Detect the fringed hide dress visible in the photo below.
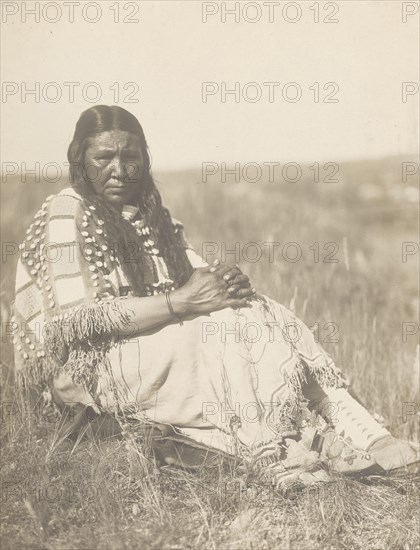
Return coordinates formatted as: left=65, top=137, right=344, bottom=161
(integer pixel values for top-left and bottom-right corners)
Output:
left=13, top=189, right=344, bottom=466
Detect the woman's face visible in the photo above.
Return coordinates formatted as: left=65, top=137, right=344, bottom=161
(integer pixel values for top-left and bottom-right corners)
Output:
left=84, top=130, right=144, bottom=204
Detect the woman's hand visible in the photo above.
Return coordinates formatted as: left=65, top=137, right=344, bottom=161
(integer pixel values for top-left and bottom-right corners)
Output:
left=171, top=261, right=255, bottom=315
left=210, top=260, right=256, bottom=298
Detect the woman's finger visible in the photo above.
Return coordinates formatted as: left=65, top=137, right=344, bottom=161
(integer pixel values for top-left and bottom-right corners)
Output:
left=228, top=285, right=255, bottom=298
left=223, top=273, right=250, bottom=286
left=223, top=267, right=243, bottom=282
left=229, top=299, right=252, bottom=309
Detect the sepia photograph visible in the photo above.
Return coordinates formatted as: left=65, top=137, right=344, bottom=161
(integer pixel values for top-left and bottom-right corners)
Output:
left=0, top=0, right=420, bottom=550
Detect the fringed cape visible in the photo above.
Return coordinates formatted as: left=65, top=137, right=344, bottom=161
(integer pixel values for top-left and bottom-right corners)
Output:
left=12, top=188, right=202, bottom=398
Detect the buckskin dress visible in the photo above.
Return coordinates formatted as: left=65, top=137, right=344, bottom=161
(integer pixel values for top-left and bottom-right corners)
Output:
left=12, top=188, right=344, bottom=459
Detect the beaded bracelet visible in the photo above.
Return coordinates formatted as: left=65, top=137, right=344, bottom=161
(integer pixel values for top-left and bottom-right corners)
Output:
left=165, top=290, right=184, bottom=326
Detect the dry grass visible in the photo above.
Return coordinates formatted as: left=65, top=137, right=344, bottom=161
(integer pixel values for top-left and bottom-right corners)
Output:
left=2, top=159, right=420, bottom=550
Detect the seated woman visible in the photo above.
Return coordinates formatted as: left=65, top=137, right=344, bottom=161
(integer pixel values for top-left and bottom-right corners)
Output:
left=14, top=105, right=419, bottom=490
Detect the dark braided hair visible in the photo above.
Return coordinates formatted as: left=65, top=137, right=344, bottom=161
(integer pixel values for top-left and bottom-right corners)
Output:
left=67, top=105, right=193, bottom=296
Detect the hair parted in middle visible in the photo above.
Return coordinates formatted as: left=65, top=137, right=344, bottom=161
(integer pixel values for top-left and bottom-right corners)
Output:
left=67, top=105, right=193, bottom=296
......
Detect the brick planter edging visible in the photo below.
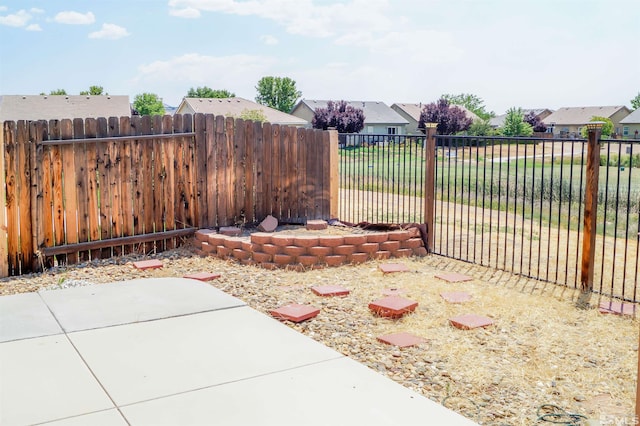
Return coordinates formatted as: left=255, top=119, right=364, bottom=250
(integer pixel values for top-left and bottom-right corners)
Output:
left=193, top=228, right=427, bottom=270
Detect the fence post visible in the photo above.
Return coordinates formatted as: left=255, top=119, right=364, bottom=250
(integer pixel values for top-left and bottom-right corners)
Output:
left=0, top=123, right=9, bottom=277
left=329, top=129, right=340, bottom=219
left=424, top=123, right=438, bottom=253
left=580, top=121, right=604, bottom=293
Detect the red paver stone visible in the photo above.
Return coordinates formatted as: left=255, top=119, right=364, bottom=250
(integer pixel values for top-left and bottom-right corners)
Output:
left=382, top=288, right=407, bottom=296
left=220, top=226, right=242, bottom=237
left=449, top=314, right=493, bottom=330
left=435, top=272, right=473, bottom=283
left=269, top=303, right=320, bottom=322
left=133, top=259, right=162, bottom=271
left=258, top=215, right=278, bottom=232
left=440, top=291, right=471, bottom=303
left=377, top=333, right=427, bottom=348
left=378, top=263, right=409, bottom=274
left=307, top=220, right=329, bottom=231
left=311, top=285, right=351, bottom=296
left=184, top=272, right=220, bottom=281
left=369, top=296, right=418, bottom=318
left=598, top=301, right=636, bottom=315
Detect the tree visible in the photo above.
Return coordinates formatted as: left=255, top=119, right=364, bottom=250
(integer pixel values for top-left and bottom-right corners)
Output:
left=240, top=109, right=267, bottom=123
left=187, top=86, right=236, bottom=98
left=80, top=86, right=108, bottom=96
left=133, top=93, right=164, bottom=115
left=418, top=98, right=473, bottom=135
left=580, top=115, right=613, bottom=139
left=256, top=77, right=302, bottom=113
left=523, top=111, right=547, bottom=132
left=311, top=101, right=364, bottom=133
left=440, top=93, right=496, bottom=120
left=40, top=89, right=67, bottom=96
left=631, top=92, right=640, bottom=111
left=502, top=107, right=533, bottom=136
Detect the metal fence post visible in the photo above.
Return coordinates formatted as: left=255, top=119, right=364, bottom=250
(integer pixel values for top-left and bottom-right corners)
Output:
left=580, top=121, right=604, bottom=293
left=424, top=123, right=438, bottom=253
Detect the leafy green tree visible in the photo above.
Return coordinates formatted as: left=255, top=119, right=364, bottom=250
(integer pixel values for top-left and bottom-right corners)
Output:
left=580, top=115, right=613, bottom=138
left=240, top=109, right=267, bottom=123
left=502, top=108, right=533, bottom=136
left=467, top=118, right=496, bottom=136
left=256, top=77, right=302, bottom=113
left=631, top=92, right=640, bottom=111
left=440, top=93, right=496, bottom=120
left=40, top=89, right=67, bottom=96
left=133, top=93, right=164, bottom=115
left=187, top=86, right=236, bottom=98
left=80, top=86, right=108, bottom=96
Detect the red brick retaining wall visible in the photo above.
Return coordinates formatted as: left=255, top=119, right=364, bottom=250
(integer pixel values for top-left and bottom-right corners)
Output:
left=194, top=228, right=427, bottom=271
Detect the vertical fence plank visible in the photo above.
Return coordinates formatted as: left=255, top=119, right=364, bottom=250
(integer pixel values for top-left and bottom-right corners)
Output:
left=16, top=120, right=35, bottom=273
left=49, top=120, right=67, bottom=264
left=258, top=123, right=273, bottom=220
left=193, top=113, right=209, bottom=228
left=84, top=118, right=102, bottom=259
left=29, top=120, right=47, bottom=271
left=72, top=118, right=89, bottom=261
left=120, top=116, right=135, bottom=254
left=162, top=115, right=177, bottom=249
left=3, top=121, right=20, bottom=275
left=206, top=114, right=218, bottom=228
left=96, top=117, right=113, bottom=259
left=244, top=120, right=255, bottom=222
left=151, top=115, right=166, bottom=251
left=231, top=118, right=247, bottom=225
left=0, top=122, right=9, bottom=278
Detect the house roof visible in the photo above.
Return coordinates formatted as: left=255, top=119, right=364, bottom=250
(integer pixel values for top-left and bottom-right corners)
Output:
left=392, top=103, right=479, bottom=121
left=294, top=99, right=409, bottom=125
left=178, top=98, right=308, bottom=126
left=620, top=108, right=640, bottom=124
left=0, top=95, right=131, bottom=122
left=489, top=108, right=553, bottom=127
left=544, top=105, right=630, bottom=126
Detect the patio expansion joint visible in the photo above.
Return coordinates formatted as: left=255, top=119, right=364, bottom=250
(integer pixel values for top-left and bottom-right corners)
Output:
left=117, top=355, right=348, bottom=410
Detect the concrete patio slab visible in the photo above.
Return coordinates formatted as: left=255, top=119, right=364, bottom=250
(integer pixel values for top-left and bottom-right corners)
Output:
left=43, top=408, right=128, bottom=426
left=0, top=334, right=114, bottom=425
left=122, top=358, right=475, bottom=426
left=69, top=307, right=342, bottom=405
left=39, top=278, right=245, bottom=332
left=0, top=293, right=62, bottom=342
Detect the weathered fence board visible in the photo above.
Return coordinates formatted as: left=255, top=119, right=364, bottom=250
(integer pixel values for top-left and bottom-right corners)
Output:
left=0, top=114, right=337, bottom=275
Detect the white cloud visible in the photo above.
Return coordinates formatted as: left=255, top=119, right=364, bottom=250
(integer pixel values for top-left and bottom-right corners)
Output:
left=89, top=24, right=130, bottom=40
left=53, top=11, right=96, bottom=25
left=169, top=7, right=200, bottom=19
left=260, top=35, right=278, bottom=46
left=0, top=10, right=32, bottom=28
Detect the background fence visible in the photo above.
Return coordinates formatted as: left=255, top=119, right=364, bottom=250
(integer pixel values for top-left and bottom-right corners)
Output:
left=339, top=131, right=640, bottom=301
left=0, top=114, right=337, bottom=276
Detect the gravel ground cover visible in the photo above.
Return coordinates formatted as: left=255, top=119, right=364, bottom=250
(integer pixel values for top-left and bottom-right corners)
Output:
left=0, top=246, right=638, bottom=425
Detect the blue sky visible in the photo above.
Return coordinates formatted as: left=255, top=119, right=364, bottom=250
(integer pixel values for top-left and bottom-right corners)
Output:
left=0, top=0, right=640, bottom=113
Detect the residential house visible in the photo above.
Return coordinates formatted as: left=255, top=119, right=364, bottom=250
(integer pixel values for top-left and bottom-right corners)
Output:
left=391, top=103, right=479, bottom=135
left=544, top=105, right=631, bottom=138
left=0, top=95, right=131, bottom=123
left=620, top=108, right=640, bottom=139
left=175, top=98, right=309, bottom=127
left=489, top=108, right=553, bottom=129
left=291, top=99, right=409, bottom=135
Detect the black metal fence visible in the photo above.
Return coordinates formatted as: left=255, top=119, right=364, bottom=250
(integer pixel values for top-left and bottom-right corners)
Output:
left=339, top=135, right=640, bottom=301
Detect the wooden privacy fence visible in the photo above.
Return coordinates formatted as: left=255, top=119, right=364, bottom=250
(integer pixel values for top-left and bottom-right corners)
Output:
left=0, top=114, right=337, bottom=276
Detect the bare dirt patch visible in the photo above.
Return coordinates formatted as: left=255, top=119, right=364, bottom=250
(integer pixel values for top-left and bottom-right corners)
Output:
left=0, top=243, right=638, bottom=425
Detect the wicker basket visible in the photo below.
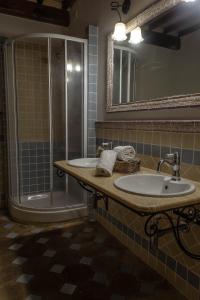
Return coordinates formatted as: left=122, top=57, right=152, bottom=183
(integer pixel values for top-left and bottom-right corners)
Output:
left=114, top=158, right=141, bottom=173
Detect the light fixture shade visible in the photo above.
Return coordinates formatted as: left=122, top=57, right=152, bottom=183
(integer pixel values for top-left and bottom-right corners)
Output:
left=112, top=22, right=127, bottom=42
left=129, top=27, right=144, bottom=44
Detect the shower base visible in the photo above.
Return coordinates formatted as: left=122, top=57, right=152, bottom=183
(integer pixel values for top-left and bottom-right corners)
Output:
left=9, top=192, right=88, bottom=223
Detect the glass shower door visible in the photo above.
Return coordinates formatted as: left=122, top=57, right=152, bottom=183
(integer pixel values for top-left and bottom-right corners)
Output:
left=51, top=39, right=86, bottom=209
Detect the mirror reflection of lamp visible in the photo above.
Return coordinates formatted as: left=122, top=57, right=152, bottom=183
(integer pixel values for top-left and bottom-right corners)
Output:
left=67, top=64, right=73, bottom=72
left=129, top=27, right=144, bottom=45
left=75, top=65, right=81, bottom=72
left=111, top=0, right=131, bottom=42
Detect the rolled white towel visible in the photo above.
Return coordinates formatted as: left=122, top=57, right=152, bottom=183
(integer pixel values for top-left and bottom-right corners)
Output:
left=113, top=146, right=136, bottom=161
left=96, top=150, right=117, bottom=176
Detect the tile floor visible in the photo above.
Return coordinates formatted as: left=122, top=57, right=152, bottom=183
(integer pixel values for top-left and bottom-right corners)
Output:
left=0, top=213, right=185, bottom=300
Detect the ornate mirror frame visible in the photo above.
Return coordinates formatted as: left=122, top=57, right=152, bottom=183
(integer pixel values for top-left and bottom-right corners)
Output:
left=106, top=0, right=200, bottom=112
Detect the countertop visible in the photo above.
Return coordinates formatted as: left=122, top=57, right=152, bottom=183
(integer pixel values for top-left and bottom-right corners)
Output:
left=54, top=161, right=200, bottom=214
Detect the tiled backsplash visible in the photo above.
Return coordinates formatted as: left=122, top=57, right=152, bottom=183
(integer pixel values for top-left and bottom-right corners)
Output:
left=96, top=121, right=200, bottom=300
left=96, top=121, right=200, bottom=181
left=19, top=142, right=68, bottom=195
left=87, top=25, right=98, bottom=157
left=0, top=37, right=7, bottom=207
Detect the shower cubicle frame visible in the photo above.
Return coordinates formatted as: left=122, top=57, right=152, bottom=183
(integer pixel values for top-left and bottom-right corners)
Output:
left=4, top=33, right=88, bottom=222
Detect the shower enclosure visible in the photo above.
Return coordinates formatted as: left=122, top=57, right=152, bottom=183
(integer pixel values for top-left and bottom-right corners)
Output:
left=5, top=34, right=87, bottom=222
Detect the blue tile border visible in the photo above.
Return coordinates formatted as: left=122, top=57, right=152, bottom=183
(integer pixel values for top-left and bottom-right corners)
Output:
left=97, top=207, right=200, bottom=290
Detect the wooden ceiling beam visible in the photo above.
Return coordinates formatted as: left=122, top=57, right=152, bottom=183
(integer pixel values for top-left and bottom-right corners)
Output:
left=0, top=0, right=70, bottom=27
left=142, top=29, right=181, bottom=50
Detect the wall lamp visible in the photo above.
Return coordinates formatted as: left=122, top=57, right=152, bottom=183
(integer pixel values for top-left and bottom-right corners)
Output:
......
▶ [Written instruction]: Output as a JSON list of strings the part of the listing that opens with the line containing "Detect the fringed hide" and closes with the line containing "left=12, top=188, right=202, bottom=398", including both of those lines. Give one string per line, skip blank lines, and leave out the pictures.

▶ [Reply to the exercise]:
[
  "Detect the fringed hide dress visible in the photo below.",
  "Return coordinates formatted as: left=65, top=137, right=344, bottom=161",
  "(integer pixel values for top-left and bottom-right corners)",
  "Output:",
  "left=13, top=189, right=344, bottom=466",
  "Detect the woman's face visible in the photo above.",
  "Return coordinates formatted as: left=65, top=137, right=344, bottom=161",
  "(integer pixel values for top-left and bottom-right corners)",
  "Output:",
  "left=84, top=130, right=144, bottom=204",
  "Detect the woman's hand visible in the photo above.",
  "Return coordinates formatted as: left=65, top=137, right=344, bottom=161",
  "(integer pixel values for top-left and bottom-right corners)",
  "Output:",
  "left=171, top=261, right=255, bottom=315",
  "left=210, top=260, right=256, bottom=298",
  "Detect the woman's finger visible in the photo above.",
  "Return coordinates formatted as: left=65, top=137, right=344, bottom=161",
  "(integer pixel values for top-left and bottom-right corners)",
  "Output:",
  "left=228, top=285, right=255, bottom=298",
  "left=223, top=273, right=250, bottom=286",
  "left=223, top=267, right=243, bottom=282",
  "left=229, top=299, right=252, bottom=309",
  "Detect the sepia photograph visible in the photo above.",
  "Return coordinates formatted as: left=65, top=137, right=344, bottom=161",
  "(integer pixel values for top-left and bottom-right corners)",
  "Output:",
  "left=0, top=0, right=420, bottom=550",
  "Detect the fringed cape visible in the photo above.",
  "Return coordinates formatted as: left=65, top=137, right=344, bottom=161",
  "(integer pixel values for top-left and bottom-right corners)",
  "Output:",
  "left=12, top=188, right=202, bottom=398"
]